[DIRECTIONS]
Please present all of the following lines as a numbered list, omitting any blank lines.

Items taken from a dataset:

#####

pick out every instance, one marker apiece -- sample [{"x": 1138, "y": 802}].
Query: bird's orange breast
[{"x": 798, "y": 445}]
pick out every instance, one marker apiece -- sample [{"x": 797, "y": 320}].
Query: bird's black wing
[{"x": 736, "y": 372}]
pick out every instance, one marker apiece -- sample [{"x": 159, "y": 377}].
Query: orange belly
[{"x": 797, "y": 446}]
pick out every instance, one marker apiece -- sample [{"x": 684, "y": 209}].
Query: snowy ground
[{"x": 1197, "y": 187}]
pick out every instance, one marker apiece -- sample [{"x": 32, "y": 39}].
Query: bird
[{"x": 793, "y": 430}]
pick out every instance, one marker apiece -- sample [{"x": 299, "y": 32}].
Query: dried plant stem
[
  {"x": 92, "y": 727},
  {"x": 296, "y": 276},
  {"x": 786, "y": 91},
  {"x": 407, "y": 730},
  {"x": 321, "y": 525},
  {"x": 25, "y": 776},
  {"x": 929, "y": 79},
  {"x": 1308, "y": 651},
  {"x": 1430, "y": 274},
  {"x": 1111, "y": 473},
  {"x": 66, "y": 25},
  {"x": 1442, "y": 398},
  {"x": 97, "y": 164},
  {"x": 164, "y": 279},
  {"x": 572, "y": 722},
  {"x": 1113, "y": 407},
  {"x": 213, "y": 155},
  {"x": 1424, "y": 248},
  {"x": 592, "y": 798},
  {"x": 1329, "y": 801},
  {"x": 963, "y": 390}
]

#####

[SOLVED EXERCISE]
1. pick out every instance, one marker apiece -- sample [{"x": 1138, "y": 802}].
2. Query: bird's orange breast
3. [{"x": 798, "y": 445}]
4. pick out every instance, one marker apiece -- sample [{"x": 797, "y": 320}].
5. Query: bird's black wing
6. [{"x": 736, "y": 372}]
7. pick out every instance, one marker apiece -- sample [{"x": 159, "y": 377}].
8. Query: orange belly
9. [{"x": 797, "y": 446}]
10. pick out every instance, one marker apiece -- sample [{"x": 684, "y": 209}].
11. Query: snowy ground
12. [{"x": 1197, "y": 187}]
13. pick out every instance, one marker apiece -- sample [{"x": 32, "y": 39}].
14. Query: bird
15. [{"x": 793, "y": 430}]
16. pick out every instance, one marker apiece -- sample [{"x": 299, "y": 32}].
17. Query: dried plant stem
18. [
19.   {"x": 92, "y": 727},
20.   {"x": 296, "y": 276},
21.   {"x": 786, "y": 91},
22.   {"x": 407, "y": 730},
23.   {"x": 321, "y": 525},
24.   {"x": 25, "y": 776},
25.   {"x": 929, "y": 79},
26.   {"x": 1308, "y": 651},
27.   {"x": 1430, "y": 274},
28.   {"x": 1111, "y": 473},
29.   {"x": 66, "y": 25},
30.   {"x": 1442, "y": 398},
31.   {"x": 97, "y": 164},
32.   {"x": 164, "y": 279},
33.   {"x": 572, "y": 722},
34.   {"x": 1113, "y": 407},
35.   {"x": 213, "y": 155},
36.   {"x": 1424, "y": 248},
37.   {"x": 592, "y": 798},
38.   {"x": 1329, "y": 801},
39.   {"x": 963, "y": 390}
40. ]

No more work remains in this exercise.